What this task involves => Copy every record exactly.

Segmentation mask data:
* * * *

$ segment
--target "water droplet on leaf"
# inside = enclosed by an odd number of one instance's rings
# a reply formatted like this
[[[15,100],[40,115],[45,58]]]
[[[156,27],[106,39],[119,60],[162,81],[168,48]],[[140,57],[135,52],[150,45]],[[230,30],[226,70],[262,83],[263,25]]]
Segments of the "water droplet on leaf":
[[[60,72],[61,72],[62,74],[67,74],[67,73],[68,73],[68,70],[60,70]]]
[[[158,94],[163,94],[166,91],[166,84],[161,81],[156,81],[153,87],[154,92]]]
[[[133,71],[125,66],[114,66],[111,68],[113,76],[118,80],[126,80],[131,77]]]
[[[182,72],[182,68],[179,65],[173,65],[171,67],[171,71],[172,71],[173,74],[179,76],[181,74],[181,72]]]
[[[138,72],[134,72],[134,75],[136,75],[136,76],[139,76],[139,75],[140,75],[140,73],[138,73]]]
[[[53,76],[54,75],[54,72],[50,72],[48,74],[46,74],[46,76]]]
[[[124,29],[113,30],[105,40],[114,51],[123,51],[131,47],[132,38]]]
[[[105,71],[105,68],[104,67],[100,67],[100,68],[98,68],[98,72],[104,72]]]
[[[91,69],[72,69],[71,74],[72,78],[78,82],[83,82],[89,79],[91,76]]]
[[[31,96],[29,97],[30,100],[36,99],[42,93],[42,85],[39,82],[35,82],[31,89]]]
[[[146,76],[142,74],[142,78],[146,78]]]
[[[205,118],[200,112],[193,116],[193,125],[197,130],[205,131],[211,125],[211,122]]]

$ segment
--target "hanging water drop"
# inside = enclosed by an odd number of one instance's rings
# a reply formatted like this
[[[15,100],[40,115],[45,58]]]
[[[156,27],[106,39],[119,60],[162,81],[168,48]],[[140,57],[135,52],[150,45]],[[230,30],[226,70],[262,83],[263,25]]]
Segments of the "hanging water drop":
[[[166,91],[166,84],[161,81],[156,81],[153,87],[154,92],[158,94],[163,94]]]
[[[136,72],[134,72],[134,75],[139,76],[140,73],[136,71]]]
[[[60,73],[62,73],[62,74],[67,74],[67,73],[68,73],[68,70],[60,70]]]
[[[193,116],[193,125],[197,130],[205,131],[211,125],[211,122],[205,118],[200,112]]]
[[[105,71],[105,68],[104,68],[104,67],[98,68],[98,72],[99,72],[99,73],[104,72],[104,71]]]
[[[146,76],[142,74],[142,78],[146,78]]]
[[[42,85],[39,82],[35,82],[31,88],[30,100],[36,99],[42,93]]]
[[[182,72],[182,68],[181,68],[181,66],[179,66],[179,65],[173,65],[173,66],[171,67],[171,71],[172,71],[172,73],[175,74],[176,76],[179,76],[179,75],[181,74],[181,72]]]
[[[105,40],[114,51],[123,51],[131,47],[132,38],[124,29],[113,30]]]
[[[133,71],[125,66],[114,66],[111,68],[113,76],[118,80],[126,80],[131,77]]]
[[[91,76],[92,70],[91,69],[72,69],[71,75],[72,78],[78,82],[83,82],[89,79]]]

* * * *

Solution =>
$ segment
--target "water droplet on leaf"
# inside = enclosed by an odd number of one instance's rings
# a reply formatted like this
[[[15,100],[40,115],[45,58]]]
[[[156,27],[106,39],[119,60],[162,81],[168,48]],[[140,57],[135,52],[150,45]],[[230,30],[226,70],[262,83],[263,25]]]
Segments of the "water droplet on leaf":
[[[60,72],[61,72],[62,74],[67,74],[67,73],[68,73],[68,70],[60,70]]]
[[[158,94],[163,94],[166,91],[166,84],[161,81],[156,81],[153,87],[154,92]]]
[[[133,71],[125,66],[114,66],[111,68],[113,76],[118,80],[126,80],[131,77]]]
[[[182,72],[182,68],[179,65],[173,65],[171,67],[171,71],[172,71],[173,74],[179,76],[181,74],[181,72]]]
[[[138,72],[134,72],[134,75],[136,75],[136,76],[139,76],[139,75],[140,75],[140,73],[138,73]]]
[[[53,76],[54,75],[54,72],[50,72],[48,74],[46,74],[46,76]]]
[[[124,29],[113,30],[105,40],[114,51],[123,51],[131,47],[132,38]]]
[[[105,71],[105,68],[104,67],[100,67],[100,68],[98,68],[98,72],[104,72]]]
[[[91,69],[72,69],[71,74],[72,78],[78,82],[83,82],[89,79],[91,76]]]
[[[31,96],[29,97],[30,100],[36,99],[42,93],[42,85],[39,82],[35,82],[31,89]]]
[[[146,76],[142,74],[142,78],[146,78]]]
[[[205,118],[200,112],[193,116],[193,125],[197,130],[205,131],[211,125],[211,122]]]

$ segment
--target "hanging water drop"
# inside = enclosed by an odd number of one instance's rings
# a reply formatted like this
[[[15,100],[40,115],[45,58]]]
[[[156,27],[106,39],[119,60],[162,81],[168,48]],[[140,57],[135,52],[150,45]],[[230,30],[226,70],[262,83],[263,25]]]
Segments of the "hanging water drop":
[[[166,91],[166,84],[161,81],[156,81],[153,87],[154,92],[158,94],[163,94]]]
[[[136,72],[134,72],[134,75],[139,76],[140,73],[136,71]]]
[[[60,73],[62,73],[62,74],[67,74],[67,73],[68,73],[68,70],[60,70]]]
[[[193,116],[193,125],[197,130],[205,131],[211,125],[211,122],[205,118],[200,112]]]
[[[105,71],[105,68],[104,68],[104,67],[98,68],[98,72],[99,72],[99,73],[104,72],[104,71]]]
[[[146,76],[142,74],[142,78],[146,78]]]
[[[42,85],[39,82],[35,82],[31,88],[30,100],[36,99],[42,93]]]
[[[182,72],[182,68],[181,68],[181,66],[179,66],[179,65],[173,65],[173,66],[171,67],[171,71],[172,71],[172,73],[175,74],[176,76],[179,76],[179,75],[181,74],[181,72]]]
[[[105,40],[114,51],[123,51],[131,47],[132,38],[124,29],[113,30]]]
[[[133,71],[125,66],[114,66],[111,68],[113,76],[118,80],[126,80],[131,77]]]
[[[91,76],[92,70],[91,69],[72,69],[71,75],[72,78],[78,82],[83,82],[89,79]]]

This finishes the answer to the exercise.